**Work to do:** Retype exactly the stretch of lines that begins at the line containing "In this photo, where can the brown" and ends at the last line of the data, with no other lines.

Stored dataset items

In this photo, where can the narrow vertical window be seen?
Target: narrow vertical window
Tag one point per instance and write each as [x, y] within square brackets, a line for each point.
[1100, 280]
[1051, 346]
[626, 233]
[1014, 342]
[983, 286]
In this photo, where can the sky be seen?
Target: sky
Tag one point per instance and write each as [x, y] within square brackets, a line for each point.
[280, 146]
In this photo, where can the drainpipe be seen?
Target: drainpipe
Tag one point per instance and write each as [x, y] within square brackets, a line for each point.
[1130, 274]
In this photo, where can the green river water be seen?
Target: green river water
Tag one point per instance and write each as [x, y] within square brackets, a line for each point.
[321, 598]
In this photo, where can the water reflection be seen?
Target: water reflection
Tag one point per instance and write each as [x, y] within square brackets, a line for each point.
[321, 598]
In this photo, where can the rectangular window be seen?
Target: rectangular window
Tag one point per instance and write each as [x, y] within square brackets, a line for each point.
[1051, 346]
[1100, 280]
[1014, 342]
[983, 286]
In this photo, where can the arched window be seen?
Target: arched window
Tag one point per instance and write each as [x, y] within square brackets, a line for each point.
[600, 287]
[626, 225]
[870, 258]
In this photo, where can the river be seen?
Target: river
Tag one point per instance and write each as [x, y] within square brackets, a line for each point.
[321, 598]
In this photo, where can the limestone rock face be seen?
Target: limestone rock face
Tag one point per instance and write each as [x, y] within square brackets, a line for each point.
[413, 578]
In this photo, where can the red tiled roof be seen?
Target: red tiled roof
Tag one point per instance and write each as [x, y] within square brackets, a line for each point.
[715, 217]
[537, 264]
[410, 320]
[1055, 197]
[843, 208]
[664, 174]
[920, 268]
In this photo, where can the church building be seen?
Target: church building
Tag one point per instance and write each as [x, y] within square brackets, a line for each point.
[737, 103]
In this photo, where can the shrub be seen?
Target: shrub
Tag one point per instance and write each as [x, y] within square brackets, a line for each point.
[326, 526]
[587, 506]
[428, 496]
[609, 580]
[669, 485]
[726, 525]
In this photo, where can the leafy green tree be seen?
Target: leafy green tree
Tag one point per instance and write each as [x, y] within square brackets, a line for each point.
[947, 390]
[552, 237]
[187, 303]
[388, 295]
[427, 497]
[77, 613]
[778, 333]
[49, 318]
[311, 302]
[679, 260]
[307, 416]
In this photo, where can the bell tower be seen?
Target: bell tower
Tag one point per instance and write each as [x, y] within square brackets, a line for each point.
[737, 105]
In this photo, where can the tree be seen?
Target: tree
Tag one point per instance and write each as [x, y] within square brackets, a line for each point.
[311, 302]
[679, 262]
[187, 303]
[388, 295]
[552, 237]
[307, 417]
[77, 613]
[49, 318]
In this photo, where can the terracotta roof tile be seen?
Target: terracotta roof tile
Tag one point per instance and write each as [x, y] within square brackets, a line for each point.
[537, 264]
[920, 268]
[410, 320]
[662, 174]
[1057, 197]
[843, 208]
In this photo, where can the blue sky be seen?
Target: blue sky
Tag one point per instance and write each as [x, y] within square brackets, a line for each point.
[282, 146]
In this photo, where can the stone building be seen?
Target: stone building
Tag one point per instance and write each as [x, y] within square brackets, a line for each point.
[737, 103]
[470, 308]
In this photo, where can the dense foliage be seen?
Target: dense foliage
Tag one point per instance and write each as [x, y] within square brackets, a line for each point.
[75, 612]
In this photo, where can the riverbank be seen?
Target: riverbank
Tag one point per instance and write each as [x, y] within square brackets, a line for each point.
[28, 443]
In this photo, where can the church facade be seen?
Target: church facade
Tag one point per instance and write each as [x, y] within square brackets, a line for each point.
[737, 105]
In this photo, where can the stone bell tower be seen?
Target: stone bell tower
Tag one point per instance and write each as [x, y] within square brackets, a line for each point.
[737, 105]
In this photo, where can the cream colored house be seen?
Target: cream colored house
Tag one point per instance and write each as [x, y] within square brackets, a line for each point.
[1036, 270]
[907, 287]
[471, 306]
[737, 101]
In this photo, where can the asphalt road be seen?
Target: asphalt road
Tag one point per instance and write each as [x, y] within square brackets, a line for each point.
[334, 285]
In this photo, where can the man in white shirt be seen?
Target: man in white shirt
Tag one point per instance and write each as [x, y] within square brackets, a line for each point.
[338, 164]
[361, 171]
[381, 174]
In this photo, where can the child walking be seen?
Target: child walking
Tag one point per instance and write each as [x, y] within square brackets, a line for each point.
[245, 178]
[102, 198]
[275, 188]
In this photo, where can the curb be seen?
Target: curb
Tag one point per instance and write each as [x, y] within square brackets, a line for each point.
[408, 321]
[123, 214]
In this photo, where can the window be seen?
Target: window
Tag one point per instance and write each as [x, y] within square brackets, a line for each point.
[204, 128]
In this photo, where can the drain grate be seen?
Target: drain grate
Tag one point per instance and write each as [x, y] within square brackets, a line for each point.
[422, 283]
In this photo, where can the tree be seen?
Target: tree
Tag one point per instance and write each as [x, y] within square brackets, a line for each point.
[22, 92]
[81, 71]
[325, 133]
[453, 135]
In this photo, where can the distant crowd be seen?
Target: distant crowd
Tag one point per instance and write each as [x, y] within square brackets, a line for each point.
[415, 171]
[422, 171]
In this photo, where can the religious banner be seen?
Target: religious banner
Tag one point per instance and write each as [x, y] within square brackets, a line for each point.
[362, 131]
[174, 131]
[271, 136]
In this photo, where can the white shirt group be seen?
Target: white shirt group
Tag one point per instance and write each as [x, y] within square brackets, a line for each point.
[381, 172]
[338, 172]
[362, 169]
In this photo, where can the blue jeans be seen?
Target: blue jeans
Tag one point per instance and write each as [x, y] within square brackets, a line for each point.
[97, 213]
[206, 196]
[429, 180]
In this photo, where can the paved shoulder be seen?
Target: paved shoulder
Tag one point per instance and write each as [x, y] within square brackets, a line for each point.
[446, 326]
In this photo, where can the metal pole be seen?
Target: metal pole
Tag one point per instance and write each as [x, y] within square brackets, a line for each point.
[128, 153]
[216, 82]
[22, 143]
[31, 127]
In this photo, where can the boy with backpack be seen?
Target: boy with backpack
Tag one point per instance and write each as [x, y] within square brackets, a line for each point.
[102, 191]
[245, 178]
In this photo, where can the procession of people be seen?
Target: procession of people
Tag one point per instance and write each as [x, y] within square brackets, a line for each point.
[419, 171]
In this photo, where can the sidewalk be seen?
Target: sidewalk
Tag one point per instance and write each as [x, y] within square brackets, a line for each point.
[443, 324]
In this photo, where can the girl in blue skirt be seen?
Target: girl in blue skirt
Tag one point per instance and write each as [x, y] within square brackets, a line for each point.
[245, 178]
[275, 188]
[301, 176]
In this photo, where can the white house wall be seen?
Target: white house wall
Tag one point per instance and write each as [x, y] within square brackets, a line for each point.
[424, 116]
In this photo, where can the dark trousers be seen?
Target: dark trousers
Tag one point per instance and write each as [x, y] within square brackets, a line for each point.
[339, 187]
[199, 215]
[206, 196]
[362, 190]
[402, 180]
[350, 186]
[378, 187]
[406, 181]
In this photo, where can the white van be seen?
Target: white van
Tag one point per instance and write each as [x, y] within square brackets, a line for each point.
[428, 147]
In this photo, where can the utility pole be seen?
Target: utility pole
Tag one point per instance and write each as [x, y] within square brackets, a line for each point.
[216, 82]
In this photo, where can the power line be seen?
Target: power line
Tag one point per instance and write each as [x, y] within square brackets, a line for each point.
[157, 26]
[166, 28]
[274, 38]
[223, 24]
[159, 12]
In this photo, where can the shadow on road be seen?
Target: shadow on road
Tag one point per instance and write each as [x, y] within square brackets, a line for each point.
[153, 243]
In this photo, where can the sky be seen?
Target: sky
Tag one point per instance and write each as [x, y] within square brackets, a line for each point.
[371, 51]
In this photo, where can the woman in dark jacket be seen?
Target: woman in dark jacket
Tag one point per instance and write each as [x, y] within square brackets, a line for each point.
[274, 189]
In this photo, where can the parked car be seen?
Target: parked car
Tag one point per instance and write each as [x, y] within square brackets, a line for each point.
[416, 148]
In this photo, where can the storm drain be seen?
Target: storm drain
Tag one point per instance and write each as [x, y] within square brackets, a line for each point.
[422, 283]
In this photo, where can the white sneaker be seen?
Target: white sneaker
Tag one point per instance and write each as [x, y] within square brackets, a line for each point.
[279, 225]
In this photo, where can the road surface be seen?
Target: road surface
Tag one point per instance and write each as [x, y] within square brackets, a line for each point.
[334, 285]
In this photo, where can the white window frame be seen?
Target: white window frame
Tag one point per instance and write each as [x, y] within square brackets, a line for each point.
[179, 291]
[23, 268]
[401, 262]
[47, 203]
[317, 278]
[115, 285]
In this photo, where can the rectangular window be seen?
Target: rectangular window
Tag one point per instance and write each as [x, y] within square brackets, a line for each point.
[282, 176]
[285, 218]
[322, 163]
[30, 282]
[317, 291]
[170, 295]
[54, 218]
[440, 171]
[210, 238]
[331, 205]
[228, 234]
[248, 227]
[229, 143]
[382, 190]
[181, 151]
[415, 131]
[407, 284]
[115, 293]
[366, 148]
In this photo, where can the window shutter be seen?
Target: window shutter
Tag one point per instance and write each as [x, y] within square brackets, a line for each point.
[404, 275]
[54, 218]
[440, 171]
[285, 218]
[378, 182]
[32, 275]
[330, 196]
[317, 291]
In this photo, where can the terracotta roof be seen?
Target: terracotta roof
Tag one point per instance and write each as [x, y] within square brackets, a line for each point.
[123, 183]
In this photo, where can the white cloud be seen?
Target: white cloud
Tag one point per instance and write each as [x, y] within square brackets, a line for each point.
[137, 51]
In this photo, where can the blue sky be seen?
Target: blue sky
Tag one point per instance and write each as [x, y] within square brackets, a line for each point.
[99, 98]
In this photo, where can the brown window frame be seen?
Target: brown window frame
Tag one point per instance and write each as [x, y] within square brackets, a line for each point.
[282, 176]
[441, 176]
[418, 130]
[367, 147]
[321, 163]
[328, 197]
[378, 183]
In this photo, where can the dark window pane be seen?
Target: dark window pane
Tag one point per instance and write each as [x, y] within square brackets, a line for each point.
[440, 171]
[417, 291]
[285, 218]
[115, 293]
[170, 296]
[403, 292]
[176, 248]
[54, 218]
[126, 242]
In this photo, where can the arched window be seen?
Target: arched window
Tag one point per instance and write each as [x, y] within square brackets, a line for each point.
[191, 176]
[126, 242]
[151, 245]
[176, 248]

**Reply:**
In this photo, where can the brown window frame be seen?
Target: brown window frame
Tag one point per instance and write each as [x, y] within square brackets, a line for each point.
[282, 176]
[441, 176]
[418, 130]
[367, 147]
[321, 163]
[328, 197]
[378, 183]
In this photo, where can the dark window pane be seen?
Target: dark window pane
Tag one point per instance and write each as [x, y] within square brackets, a line for each point.
[440, 171]
[417, 291]
[285, 218]
[115, 293]
[170, 296]
[403, 292]
[176, 248]
[54, 218]
[126, 242]
In this photo, where can the arched window be seen?
Target: arched window
Tag one point per instance and write each as [x, y] within square brackets, a line for each point.
[191, 176]
[126, 242]
[151, 245]
[176, 248]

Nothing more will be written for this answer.